Solr stopwords magic - search

My stopwords don't works as expected.
Here is part of my schema:
<fieldType name="text_general" class="solr.TextField">
<analyzer type="index">
<tokenizer class="solr.KeywordTokenizerFactory"/>
<filter class="solr.StopFilterFactory" ignoreCase="true" words="stopwords.txt" enablePositionIncrements="true"/>
<filter class="solr.LowerCaseFilterFactory"/>
</analyzer>
<analyzer type="query">
<tokenizer class="solr.KeywordTokenizerFactory"/>
<filter class="solr.StopFilterFactory" ignoreCase="true" words="stopwords.txt" enablePositionIncrements="true"/>
<filter class="solr.LowerCaseFilterFactory"/>
</analyzer>
</fieldType>
<fieldType class="solr.TextField" name="text_auto">
<analyzer type="index">
<charFilter class="solr.HTMLStripCharFilterFactory"/>
<tokenizer class="solr.StandardTokenizerFactory"/>
<filter class="solr.StopFilterFactory" ignoreCase="true" words="stopwords.txt" enablePositionIncrements="false"/>
<filter class="solr.LowerCaseFilterFactory"/>
<filter class="solr.RemoveDuplicatesTokenFilterFactory"/>
<filter class="solr.ShingleFilterFactory" maxShingleSize="3" outputUnigrams="true" outputUnigramsIfNoShingles="false"/>
</analyzer>
<analyzer type="query">
<filter class="solr.RemoveDuplicatesTokenFilterFactory"/>
<tokenizer class="solr.StandardTokenizerFactory"/>
<filter class="solr.StopFilterFactory" ignoreCase="true" words="stopwords.txt" enablePositionIncrements="false"/>
</analyzer>
</fieldType>
<field name="deal_title_terms" type="text_auto" indexed="true" stored="false" required="false" multiValued="true"/>
<field name="deal_description" type="text_general" indexed="true" stored="true" required="false" multiValued="false"/>
In stopwords.txt I have next words: the, is, a;
Also I have next data in my fields:
deal_description - This is the my description
deal_title_terms - This is the deal title a terms (will be splitted in terms)
When I try to search deal_description:
Example 1: "deal_description: his is the m" - I expect that document with deal_description "This is the my description" will be returned
Example 2: "deal_description: is th" - I expect that nothing will be found because "is" and "the" are stopwords.
When I try to search deal_title_terms:
Example 1: "deal_title_terms: is" - I expect that nothing will be found because "is" is stopword.
Example 2: "deal_title_terms: is the deal" - I expect that "is" and "the" will be ignored and term "deal" will be found.
Example 3: "deal_title_terms: title a terms" - I expect that "a" will be ignored and term "title terms" will be found.
Question 1: Why stopwords don't works for "deal_description" field ?
Question 2: Why for field "deal_title_terms" stopwords not removed for my query ?(When I am trying to find title a terms it will not find "title terms" term)
Question 3: Is there any way to show stopwords in search result but prevent them from searching ? Example:
data: This is cool search engine
search query : "is coo" -> return "This is cool search engine"

WORK TO DO:
- A) In the Solr stopwords post, which words does stopwords.txt contain?
- B) Extend the Solr stopwords post from the point where it stops.
The items that follow have no connection to the Solr stopwords post.

Coordinate annotation entries
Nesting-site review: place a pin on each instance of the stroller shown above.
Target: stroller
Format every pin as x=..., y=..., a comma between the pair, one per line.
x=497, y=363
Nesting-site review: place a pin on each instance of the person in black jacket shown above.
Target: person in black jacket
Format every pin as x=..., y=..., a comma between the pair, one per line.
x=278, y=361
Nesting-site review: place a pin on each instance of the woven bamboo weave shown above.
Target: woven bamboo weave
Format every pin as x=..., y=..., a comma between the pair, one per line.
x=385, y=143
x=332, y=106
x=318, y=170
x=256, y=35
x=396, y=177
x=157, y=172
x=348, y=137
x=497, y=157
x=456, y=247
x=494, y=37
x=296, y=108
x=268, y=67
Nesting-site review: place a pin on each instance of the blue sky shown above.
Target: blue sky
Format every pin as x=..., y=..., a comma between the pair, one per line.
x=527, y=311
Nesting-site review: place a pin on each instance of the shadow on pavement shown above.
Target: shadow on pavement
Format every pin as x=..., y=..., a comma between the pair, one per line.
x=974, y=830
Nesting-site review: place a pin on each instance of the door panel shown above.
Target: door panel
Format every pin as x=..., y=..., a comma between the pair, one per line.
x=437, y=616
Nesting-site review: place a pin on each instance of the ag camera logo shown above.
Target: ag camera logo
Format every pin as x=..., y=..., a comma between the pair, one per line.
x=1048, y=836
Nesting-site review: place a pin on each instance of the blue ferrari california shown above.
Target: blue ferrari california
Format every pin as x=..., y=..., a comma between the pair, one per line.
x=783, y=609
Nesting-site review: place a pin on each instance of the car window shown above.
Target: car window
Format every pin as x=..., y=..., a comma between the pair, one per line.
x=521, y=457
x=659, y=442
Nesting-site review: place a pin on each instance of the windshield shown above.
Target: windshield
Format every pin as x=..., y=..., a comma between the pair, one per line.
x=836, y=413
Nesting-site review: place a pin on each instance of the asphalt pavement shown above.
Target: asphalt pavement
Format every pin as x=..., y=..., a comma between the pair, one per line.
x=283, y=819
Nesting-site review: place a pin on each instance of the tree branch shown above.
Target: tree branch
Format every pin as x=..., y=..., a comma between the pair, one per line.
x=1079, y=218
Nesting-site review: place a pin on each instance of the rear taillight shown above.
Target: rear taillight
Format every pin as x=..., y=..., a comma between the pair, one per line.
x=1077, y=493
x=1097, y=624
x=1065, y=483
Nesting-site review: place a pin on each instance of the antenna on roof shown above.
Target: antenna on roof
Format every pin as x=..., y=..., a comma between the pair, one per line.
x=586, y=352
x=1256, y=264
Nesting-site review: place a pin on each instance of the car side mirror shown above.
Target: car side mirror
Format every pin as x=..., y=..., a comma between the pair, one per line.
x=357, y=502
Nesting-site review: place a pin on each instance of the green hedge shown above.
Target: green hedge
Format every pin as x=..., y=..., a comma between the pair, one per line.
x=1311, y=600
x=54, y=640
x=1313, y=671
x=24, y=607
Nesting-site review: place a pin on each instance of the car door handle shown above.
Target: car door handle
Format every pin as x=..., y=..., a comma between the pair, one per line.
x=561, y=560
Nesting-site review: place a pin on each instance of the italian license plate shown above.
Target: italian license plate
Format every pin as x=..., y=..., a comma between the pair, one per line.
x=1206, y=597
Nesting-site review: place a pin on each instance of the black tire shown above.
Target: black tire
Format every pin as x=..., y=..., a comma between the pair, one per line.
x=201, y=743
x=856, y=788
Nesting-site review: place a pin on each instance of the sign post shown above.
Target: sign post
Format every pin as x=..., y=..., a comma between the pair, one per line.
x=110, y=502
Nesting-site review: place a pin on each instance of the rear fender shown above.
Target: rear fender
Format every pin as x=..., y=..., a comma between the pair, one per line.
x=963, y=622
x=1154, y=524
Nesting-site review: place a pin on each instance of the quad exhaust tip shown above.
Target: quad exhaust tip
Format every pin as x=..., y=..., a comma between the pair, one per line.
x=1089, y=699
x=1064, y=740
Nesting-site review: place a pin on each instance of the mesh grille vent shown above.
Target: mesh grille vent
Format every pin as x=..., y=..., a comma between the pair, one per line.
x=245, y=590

SOLVED PROBLEMS:
- A) The, is, and a.

- B)
search query : "is" -> return nothing
search query : "This coll" -> return "This is cool search engine"
Question 4: Where I can find detailed description (maybe with examples) how stopwords works in solr ? Because it looks like magic.

Answer to Question 1 : Replace the "KeywordTokenizerFactory" as it does no actual tokenizing, so the entire input string is preserved as a single token.Use StandardTokenizerFactory instead.
Or use the below fieldType.
<fieldType name="text_general" class="solr.TextField" positionIncrementGap="100">
<analyzer type="index">
<tokenizer class="solr.StandardTokenizerFactory"/>
<filter class="solr.StopFilterFactory" ignoreCase="true" words="stopwords.txt" enablePositionIncrements="true"/>
<filter class="solr.LowerCaseFilterFactory"/>
</analyzer>
<analyzer type="query">
<tokenizer class="solr.StandardTokenizerFactory"/>
<filter class="solr.StopFilterFactory" ignoreCase="true" words="stopwords.txt" enablePositionIncrements="true"/>
<filter class="solr.SynonymFilterFactory" synonyms="synonyms.txt" ignoreCase="true" expand="true"/>
<filter class="solr.LowerCaseFilterFactory"/>
</analyzer>
</fieldType>
Stopwords will work as expected for the "deal_description" field.
Answer to Question 3 : Yes. Add the StopFilterFactory in analyzer of type="query" only. It will prevent them from searching and not adding them while indexing.
Answer to Quesion 4 : https://wiki.apache.org/solr/AnalyzersTokenizersTokenFilters
Answer to Quesion 2 : The custom field created by you seems incorrect. The text has to tokenised first using the tokenizers but you are using filters first.
Check the analysis of it with solr analysis page.

Related

Solr schema. exact accented match and accent insensitive match

I'm trying to figure out how to configure the Solr manage-schema's fieldType to achieve the following:
(a) When searching for non-accented strings, the results will be accent insensitive.
(b) HOWEVER When performing searching on accented strings, the results will ONLY be accent sensitive.
For example:
searchString -> expectedResult
Equipe -> Equipe, Equipé, Equípé, etc...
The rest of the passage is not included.